→ **About this exercise**: Which lines below include "outline"? Copy them all.

>>>>

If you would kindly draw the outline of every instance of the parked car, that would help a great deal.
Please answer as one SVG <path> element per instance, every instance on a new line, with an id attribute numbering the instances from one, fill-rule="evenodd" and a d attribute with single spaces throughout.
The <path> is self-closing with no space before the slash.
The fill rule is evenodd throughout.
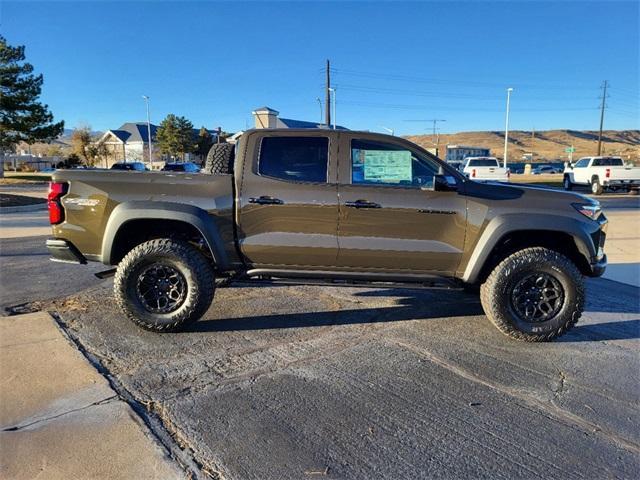
<path id="1" fill-rule="evenodd" d="M 133 170 L 136 172 L 145 172 L 147 167 L 145 167 L 142 162 L 120 162 L 111 165 L 111 170 Z"/>
<path id="2" fill-rule="evenodd" d="M 543 175 L 547 173 L 562 173 L 562 169 L 558 167 L 554 167 L 553 165 L 540 165 L 539 167 L 531 170 L 533 175 Z"/>
<path id="3" fill-rule="evenodd" d="M 574 186 L 589 186 L 591 193 L 606 190 L 631 190 L 640 187 L 640 167 L 625 165 L 620 157 L 584 157 L 564 171 L 565 190 Z"/>
<path id="4" fill-rule="evenodd" d="M 462 172 L 471 180 L 508 182 L 509 169 L 501 167 L 495 157 L 467 157 Z"/>
<path id="5" fill-rule="evenodd" d="M 55 171 L 56 171 L 56 169 L 53 168 L 53 167 L 46 167 L 46 168 L 43 168 L 42 170 L 40 170 L 40 173 L 53 173 Z"/>
<path id="6" fill-rule="evenodd" d="M 525 341 L 569 330 L 585 303 L 582 276 L 606 266 L 597 201 L 474 182 L 402 138 L 248 130 L 208 158 L 203 175 L 55 172 L 52 257 L 116 267 L 102 275 L 115 273 L 120 308 L 156 332 L 201 317 L 218 278 L 480 285 L 489 319 Z"/>
<path id="7" fill-rule="evenodd" d="M 162 167 L 163 172 L 185 172 L 185 173 L 199 173 L 200 167 L 198 167 L 195 163 L 184 162 L 184 163 L 165 163 L 164 167 Z"/>

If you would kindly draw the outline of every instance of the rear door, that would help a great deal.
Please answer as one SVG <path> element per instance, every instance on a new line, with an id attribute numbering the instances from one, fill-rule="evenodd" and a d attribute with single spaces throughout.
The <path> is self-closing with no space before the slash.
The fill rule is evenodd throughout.
<path id="1" fill-rule="evenodd" d="M 248 135 L 239 193 L 238 239 L 263 268 L 335 265 L 338 255 L 335 134 Z"/>
<path id="2" fill-rule="evenodd" d="M 466 200 L 455 191 L 429 190 L 440 168 L 434 158 L 401 139 L 342 133 L 339 165 L 339 266 L 455 272 Z"/>

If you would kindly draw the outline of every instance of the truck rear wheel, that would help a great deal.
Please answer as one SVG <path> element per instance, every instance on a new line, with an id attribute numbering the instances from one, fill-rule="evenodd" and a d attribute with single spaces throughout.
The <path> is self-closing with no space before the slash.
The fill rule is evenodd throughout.
<path id="1" fill-rule="evenodd" d="M 600 179 L 598 177 L 593 177 L 591 179 L 591 193 L 594 195 L 602 195 L 602 184 L 600 183 Z"/>
<path id="2" fill-rule="evenodd" d="M 565 175 L 562 179 L 562 187 L 567 191 L 573 190 L 573 183 L 571 183 L 571 177 L 569 177 L 569 175 Z"/>
<path id="3" fill-rule="evenodd" d="M 116 301 L 139 327 L 176 331 L 198 320 L 213 300 L 209 260 L 187 242 L 157 239 L 131 250 L 114 279 Z"/>
<path id="4" fill-rule="evenodd" d="M 498 264 L 480 288 L 480 301 L 502 333 L 526 342 L 550 341 L 578 322 L 584 282 L 564 255 L 527 248 Z"/>

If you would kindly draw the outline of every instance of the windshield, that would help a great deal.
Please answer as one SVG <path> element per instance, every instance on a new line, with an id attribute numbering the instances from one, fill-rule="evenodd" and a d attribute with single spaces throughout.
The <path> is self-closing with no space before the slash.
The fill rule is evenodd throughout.
<path id="1" fill-rule="evenodd" d="M 469 160 L 470 167 L 498 167 L 498 160 L 495 158 L 478 158 Z"/>

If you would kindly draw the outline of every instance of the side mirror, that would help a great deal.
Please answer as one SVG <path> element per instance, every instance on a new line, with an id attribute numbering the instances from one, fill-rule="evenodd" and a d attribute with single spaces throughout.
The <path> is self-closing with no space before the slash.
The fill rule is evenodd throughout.
<path id="1" fill-rule="evenodd" d="M 433 184 L 428 187 L 423 187 L 423 190 L 432 192 L 455 192 L 458 190 L 458 184 L 455 177 L 438 174 L 433 176 Z"/>

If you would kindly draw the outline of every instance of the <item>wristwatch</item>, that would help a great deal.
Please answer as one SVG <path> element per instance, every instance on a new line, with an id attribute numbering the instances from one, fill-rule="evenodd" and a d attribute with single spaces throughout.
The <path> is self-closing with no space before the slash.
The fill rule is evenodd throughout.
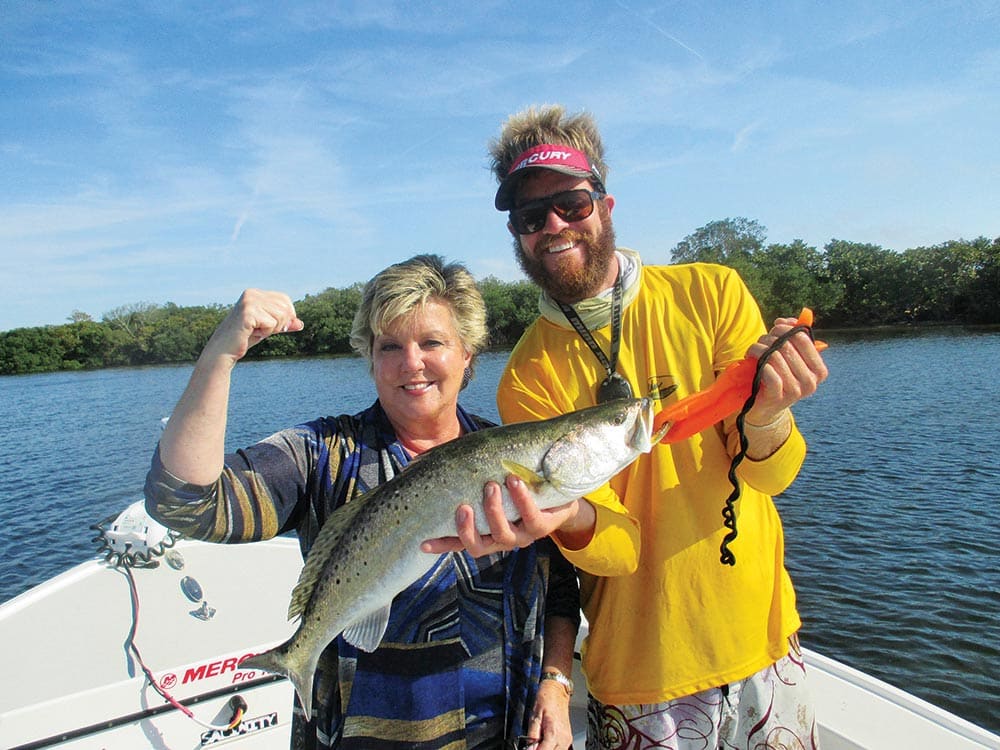
<path id="1" fill-rule="evenodd" d="M 543 682 L 544 680 L 555 680 L 566 689 L 567 695 L 570 697 L 573 696 L 573 680 L 564 675 L 558 669 L 549 667 L 546 671 L 542 672 L 542 676 L 538 681 Z"/>

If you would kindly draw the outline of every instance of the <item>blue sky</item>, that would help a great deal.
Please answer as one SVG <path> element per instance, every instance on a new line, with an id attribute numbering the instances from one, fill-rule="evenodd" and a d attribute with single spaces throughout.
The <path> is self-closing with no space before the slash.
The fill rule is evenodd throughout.
<path id="1" fill-rule="evenodd" d="M 486 143 L 601 125 L 620 244 L 1000 236 L 1000 1 L 0 2 L 0 330 L 521 278 Z"/>

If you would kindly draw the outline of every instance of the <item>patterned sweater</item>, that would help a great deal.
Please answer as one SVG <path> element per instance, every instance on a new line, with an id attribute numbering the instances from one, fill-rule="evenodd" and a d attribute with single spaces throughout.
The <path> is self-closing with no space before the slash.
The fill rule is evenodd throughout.
<path id="1" fill-rule="evenodd" d="M 458 418 L 467 432 L 491 426 L 461 407 Z M 330 513 L 409 460 L 376 401 L 226 456 L 213 485 L 171 476 L 157 450 L 146 505 L 161 523 L 195 539 L 239 543 L 294 532 L 305 557 Z M 374 652 L 340 637 L 327 647 L 311 720 L 296 699 L 292 746 L 486 748 L 524 735 L 551 615 L 579 621 L 579 589 L 573 568 L 548 540 L 478 559 L 440 556 L 393 600 Z"/>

<<<<

→ **Your response**:
If you would kindly draw the outline of every instance of the parked car, that would help a great deal.
If you would kindly draw the outline of every instance of the rear door, that would help a great deal.
If you would kindly draw the outline of every instance of the truck rear wheel, that would help a great deal.
If you would kindly draw the outline of every instance of the windshield, that would help a great deal.
If you would kindly draw the outline of every instance of the side mirror, that would help a great deal.
If you would kindly draw the outline of every instance of the <item>wristwatch</item>, that would help a great deal.
If you would kindly draw the outline of every instance of the <item>blue sky</item>, that would help a great deal.
If you would kindly draw the outline of every instance of the <item>patterned sweater</item>, that would help a great deal.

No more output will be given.